• To do:
Reproduce the stretch from the line containing "the gold leaf" through the end of the records, changing every "dish" to "plate" and leaving everything else as it is.

• Data for processing:
[Start]

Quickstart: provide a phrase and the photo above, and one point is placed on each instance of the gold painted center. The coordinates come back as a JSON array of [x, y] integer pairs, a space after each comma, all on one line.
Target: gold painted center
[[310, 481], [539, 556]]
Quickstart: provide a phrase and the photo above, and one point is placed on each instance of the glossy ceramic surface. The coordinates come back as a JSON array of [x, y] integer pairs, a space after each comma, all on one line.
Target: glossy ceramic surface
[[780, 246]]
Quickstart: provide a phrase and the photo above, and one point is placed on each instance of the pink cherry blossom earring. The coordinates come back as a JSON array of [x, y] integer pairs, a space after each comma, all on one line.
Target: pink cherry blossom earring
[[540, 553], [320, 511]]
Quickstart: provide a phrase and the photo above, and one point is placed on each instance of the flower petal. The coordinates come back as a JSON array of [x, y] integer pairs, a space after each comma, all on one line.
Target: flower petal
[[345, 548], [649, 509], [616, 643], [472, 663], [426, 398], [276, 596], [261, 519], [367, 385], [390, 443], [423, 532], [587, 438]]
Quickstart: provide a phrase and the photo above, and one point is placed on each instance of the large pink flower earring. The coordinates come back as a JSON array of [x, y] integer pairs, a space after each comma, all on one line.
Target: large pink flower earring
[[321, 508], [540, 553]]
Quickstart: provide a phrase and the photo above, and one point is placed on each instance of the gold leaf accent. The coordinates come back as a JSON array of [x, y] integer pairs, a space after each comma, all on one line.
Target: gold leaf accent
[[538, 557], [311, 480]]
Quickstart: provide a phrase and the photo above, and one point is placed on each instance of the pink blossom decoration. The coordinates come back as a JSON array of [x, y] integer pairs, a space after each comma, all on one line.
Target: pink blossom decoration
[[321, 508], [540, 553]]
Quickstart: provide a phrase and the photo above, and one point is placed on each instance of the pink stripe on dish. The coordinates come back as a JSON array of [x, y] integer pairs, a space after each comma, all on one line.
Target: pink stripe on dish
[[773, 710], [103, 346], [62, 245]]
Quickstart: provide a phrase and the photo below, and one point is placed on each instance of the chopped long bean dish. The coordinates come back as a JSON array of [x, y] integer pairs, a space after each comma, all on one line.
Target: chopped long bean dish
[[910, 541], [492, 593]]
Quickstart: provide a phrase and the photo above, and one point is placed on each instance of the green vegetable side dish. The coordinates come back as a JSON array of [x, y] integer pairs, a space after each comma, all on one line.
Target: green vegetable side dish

[End]

• Right answer:
Quickstart: provide a phrase and the photo above, and one point is placed on each instance of the gold leaf accent. The coordinates come back as a JSON array of [x, y] integer pairs, a space after each comma, all on one line.
Target: gold leaf accent
[[538, 557], [311, 480]]
Quickstart: provide a phrase and the photo above, and one point is placed on each instance of the pink blossom decoration. The coordinates come back as a JSON array of [x, y] integer pairs, a space after each comma, all on one line.
Target: pink blossom decoration
[[321, 508], [540, 553]]
Quickstart: provide a phrase and the photo above, and one point is placed on each instance of the pink stripe on plate. The coordinates come back as a JSON array of [x, y] integer pairs, a space after each comma, all on one line.
Target: pink stripe on plate
[[773, 710], [103, 346], [62, 245]]
Quickstart: provide a phrase and the photo below, and one point is placed on each instance of the chopped long bean plate. The coordinates come back as a JSON array of [x, y] integer pairs, a space after each comma, all on one line.
Target: chopped long bean plate
[[910, 541], [492, 593]]
Quickstart: provide a phrase and the photo above, and one point is placed on each instance of the green vegetable side plate. The coordinates come back as a JSON array of [x, y] integer pairs, a space after each comma, all on one line.
Target: green vegetable side plate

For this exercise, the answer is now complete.